McGill at the top of the world

As the concept of climate change and global warming gathers steam in the public consciousness, our collective focus turns north, where images of crumbling ice shelves and scrawny polar bears serve as symbols of the havoc we’ve wrought. There are those among us, including the five McGill researchers featured on these two pages, whose interest in, and passion for, the Arctic, was kindled long before the winds of change blew alarmingly warm. For many, their personal Northern Passage took a circuitous route. There is a geologist-turned-archaeologist (James Savelle), an archaeologist-turned-cultural-geographer (George Wenzel) and a former designer of jet engines (Bruno Tremblay) who traded that relentless din for the absolute tranquility of Arctic sea ice. These are their stories, as different as snowflakes. – Neale McDevitt

Wayne Pollard, polar scholar

Caption follows
Geography professor and permafrost geomorphologist Wayne Pollard surveys the tundra on Axel Heiberg Island in the Arctic Ocean.
courtesy of DALE ANDERSEN

Shocked as we might be by the potential effects of global warming on the Arctic reality, it might take a thousand years and a thousand more degrees to diminish the mythology of polar exploration as a dangerous, often fatal attraction. For McGill geography professor Wayne Pollard, tales of parka-clad mansicles forever preserved after one wrong turn weren’t a deterrent.

“It’s just like winter camping. The conditions are harsh, but you’re prepared for them,” he said, adding, “I’ve always had a sense of adventure.”

Prof. Pollard’s field research may not be as dangerous as it would have been 100 years ago, but since 1975, first as an exploration geologist, then in his current vocation of permafrost geomorphologist, he has willingly lived and worked for several months of the year in what many still consider an extreme environment, the Arctic.

His research focuses on understanding the evolution of polar landscapes. In particular, the analysis of dynamic relationships between climate and terrestrial systems, including permafrost, ground ice and ground water. Prof. Pollard, who runs McGill’s Artic Research Station (MARS) outposts in Schefferville, Quebec and Axel Heiberg Island, Nunavut, said permafrost isn’t just a passive element.

Prof. Pollard is helping to develop models for predicting permafrost-linked erosion and the impacts it might have on northern people, including any insight it provides into global climate change patterns. “The practical implications of my research are linked to human activities in the North. Permafrost plays a major role in all forms of human activity, particularly in construction or resource extraction and exploration,” he said.

Caption follows

Wayne Pollard runs MARS, the McGill Arctic Research Station on Axel Heiberg Island, Nunavut , shown above in July2006. MARS is one of the longest operating seasonal field research facilities in the high Arctic.
courtesy of Thomas Niederberger

While some people find the isolation of Arctic research psychologically trying, many thrive on the challenge, he said. And most don’t mind the holiday from email, television and newspapers. “Your curiosity diminishes after a while. I think that’s part of the psychology. When you’re North and the Stanley Cup’s going on, you get the odd guy wanting to know the score, but after a while they stop asking.”

[Problems]
1 - According to the McGill Arctic article, in what year did Wayne Pollard begin working in the Arctic?
2 - Print everything in the McGill Arctic article from "Prof. Pollard is" down to "the high Arctic.".
The items have no connection to the McGill Arctic article.

[Supplied data]
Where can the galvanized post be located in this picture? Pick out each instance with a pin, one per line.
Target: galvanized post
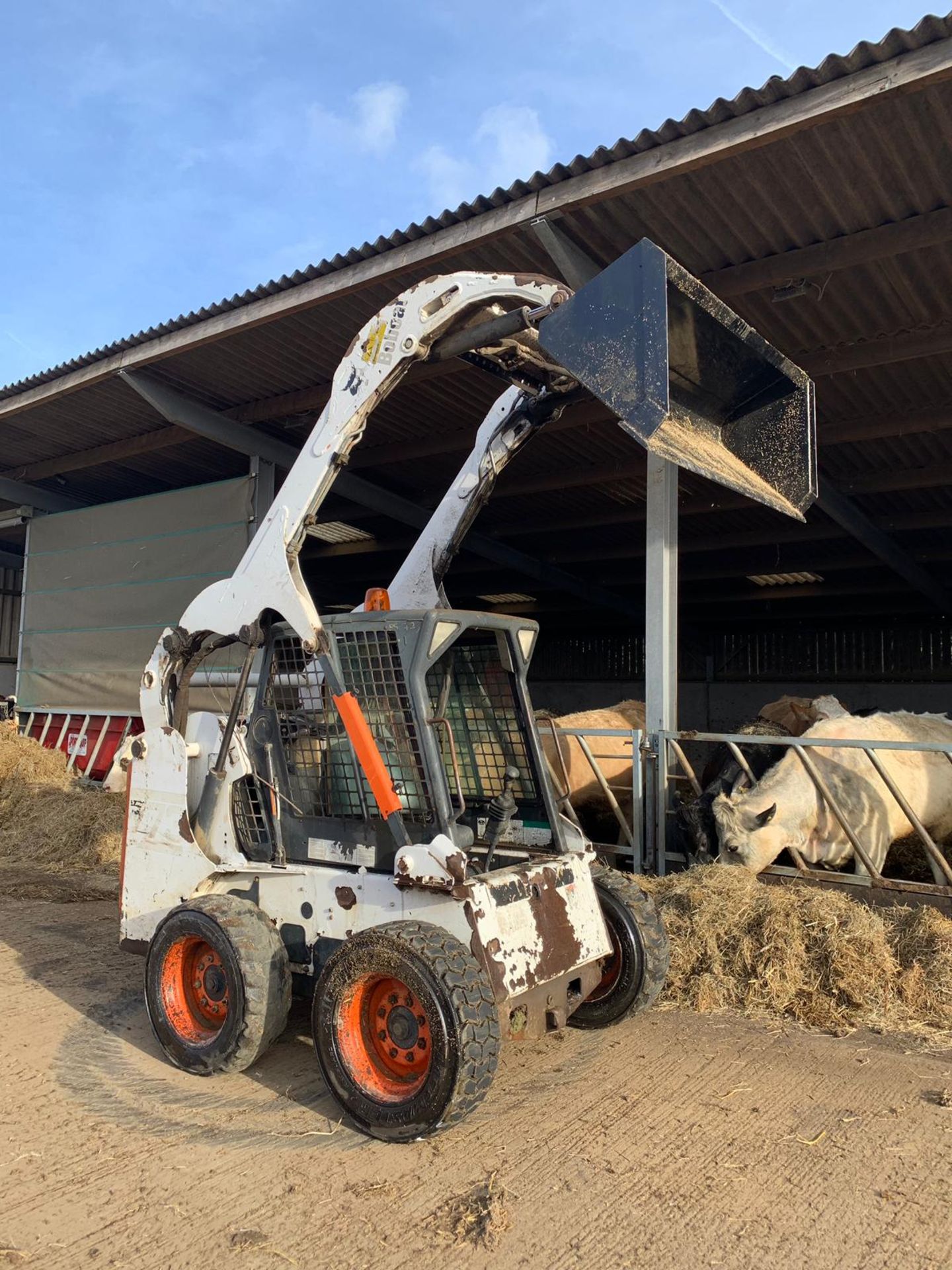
(23, 616)
(263, 494)
(660, 644)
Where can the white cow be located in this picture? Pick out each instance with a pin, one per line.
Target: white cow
(783, 810)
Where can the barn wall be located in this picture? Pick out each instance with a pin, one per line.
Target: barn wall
(724, 706)
(102, 582)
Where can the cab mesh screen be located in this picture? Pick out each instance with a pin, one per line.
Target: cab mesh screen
(471, 689)
(324, 777)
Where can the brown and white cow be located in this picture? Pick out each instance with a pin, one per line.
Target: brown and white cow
(584, 789)
(785, 810)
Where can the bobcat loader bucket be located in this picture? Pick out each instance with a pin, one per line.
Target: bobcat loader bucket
(690, 379)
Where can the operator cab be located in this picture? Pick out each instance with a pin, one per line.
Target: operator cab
(444, 697)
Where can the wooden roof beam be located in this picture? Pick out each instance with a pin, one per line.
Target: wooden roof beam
(833, 255)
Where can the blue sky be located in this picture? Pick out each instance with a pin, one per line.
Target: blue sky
(159, 157)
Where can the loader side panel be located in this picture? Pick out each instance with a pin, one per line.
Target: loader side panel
(532, 926)
(163, 864)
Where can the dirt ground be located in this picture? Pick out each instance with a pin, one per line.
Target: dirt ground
(673, 1141)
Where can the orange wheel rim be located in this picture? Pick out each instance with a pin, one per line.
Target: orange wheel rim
(383, 1038)
(611, 968)
(194, 990)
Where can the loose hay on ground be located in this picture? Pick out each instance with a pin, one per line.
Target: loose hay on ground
(50, 817)
(477, 1217)
(804, 952)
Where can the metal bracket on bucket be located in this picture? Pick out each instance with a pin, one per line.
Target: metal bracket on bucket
(690, 379)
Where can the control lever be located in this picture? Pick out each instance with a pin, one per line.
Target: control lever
(499, 813)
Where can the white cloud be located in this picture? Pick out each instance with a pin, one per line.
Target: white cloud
(756, 36)
(379, 108)
(508, 144)
(450, 181)
(520, 145)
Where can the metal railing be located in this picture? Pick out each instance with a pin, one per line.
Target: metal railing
(622, 792)
(78, 743)
(673, 765)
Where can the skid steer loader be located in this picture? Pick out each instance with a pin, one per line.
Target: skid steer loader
(376, 820)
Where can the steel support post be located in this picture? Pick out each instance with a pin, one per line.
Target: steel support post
(660, 646)
(262, 473)
(23, 615)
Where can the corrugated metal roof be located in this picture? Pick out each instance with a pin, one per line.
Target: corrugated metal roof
(776, 89)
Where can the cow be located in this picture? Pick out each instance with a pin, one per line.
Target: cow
(584, 790)
(785, 810)
(695, 828)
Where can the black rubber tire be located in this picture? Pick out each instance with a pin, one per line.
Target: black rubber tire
(641, 941)
(456, 996)
(257, 972)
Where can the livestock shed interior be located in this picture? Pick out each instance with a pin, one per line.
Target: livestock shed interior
(816, 207)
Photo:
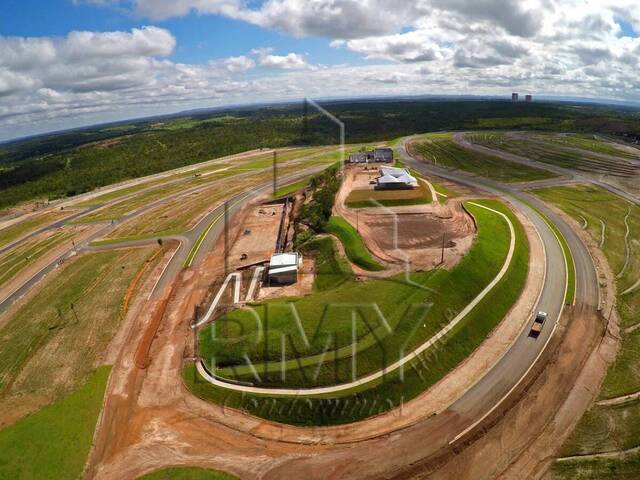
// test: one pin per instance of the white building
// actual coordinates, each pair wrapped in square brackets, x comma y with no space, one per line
[391,177]
[283,268]
[383,155]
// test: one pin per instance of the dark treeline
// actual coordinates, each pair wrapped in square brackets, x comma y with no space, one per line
[75,162]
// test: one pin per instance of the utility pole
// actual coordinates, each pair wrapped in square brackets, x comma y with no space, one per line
[305,121]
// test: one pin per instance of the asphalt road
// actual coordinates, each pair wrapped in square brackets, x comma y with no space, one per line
[495,386]
[490,390]
[187,240]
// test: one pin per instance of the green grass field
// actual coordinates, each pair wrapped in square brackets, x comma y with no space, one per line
[402,303]
[353,244]
[27,253]
[608,428]
[440,149]
[545,149]
[588,142]
[20,229]
[596,207]
[188,473]
[332,270]
[53,443]
[52,341]
[285,190]
[626,468]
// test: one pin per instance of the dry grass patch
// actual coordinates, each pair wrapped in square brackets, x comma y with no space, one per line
[54,340]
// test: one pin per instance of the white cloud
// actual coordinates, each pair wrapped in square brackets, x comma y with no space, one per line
[558,47]
[239,64]
[291,61]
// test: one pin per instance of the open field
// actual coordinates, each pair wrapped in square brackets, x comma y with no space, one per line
[27,253]
[188,473]
[624,468]
[53,443]
[53,340]
[181,213]
[440,149]
[554,153]
[614,224]
[607,216]
[404,305]
[363,198]
[201,177]
[589,142]
[354,246]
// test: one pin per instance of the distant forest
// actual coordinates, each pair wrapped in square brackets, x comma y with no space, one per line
[70,163]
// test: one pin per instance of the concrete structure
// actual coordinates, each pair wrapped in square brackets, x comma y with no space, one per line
[395,178]
[283,268]
[378,155]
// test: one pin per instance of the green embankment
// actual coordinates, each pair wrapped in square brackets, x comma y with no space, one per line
[331,269]
[54,442]
[353,244]
[608,428]
[441,149]
[443,293]
[625,468]
[188,473]
[28,252]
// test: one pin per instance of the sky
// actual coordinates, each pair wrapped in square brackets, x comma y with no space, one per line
[70,63]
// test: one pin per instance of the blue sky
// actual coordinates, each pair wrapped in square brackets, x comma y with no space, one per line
[68,63]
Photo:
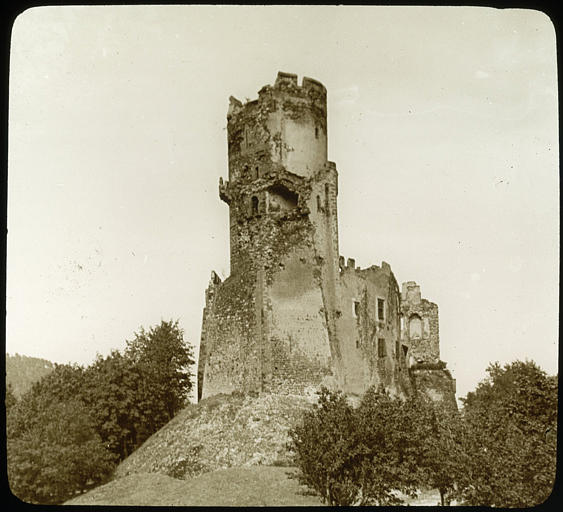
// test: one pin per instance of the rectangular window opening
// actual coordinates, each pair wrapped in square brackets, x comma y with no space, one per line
[356,308]
[381,349]
[381,309]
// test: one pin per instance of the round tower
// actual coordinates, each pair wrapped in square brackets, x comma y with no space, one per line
[276,145]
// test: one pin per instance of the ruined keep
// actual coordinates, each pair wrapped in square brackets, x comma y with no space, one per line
[293,314]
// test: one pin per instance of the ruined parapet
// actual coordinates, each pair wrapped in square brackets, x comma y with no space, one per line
[420,326]
[435,381]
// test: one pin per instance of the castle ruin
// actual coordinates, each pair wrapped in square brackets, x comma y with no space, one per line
[293,314]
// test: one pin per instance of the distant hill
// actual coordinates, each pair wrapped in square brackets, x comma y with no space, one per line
[23,371]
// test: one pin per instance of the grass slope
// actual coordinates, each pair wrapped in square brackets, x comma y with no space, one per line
[238,487]
[217,433]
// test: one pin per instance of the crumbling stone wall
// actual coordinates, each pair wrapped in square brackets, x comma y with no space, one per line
[420,330]
[292,316]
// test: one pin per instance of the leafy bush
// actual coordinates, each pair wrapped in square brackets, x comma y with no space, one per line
[510,431]
[58,455]
[76,423]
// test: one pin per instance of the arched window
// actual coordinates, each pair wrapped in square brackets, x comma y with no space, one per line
[415,327]
[254,205]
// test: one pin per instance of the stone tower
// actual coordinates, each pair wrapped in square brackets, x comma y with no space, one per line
[292,315]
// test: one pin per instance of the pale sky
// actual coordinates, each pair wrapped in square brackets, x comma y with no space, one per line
[442,122]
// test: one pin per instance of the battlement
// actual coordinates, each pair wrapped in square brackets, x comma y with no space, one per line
[287,84]
[350,265]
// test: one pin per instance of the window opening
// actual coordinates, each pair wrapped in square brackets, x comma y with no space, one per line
[356,308]
[381,309]
[415,327]
[381,349]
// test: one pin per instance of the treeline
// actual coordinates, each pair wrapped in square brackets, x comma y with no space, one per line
[23,371]
[70,430]
[499,450]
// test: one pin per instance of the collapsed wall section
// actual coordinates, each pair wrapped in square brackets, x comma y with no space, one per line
[369,329]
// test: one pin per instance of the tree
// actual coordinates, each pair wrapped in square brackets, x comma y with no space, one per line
[443,462]
[68,431]
[362,456]
[10,399]
[324,448]
[164,360]
[112,389]
[57,455]
[510,424]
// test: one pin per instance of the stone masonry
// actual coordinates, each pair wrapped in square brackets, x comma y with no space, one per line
[293,315]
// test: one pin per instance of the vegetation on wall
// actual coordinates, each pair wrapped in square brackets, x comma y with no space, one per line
[69,431]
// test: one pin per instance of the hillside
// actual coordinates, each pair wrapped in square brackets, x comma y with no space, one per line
[217,433]
[227,450]
[248,486]
[23,371]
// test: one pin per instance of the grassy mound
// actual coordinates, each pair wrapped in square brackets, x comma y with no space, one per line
[217,433]
[237,487]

[Exercise results]
1 - 1975

2 -
Prof. Pollard is helping to develop models for predicting permafrost-linked erosion and the impacts it might have on northern people, including any insight it provides into global climate change patterns. “The practical implications of my research are linked to human activities in the North. Permafrost plays a major role in all forms of human activity, particularly in construction or resource extraction and exploration,” he said.

Caption follows

Wayne Pollard runs MARS, the McGill Arctic Research Station on Axel Heiberg Island, Nunavut , shown above in July2006. MARS is one of the longest operating seasonal field research facilities in the high Arctic.